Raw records
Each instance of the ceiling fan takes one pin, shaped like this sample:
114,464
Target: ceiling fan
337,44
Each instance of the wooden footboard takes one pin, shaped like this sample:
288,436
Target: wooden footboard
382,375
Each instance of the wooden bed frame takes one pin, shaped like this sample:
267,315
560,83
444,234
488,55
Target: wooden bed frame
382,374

--

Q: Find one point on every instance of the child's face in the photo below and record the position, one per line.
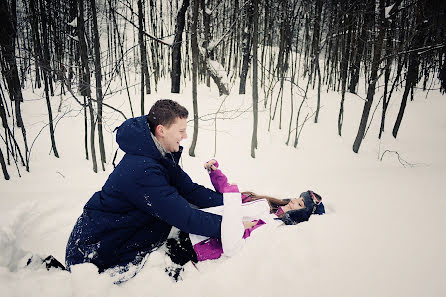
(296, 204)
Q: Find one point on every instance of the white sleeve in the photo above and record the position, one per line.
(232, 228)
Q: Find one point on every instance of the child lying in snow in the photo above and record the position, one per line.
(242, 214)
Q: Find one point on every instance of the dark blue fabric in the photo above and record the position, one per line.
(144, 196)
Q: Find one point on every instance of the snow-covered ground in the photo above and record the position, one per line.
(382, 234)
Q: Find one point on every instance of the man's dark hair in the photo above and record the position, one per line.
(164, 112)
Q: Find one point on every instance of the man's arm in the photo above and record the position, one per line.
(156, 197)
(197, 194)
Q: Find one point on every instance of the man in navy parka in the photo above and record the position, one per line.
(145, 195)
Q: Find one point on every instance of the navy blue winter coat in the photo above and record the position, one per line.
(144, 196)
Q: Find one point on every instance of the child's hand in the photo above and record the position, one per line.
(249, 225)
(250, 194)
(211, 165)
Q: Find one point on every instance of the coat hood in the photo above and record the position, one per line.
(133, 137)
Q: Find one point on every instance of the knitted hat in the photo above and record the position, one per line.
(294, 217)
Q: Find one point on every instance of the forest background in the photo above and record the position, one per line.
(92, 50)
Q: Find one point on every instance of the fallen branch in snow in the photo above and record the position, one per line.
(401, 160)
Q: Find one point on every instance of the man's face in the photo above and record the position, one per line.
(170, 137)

EXERCISE AIM »
Show every line of the material above that contains the string "blue".

TASK ANSWER »
Q: Find one point on every instance of the dark blue fabric in the photo above and record the position, one per line.
Q: Find one point on every instance of the navy blue winter coat in the photo above and record the position, one per line.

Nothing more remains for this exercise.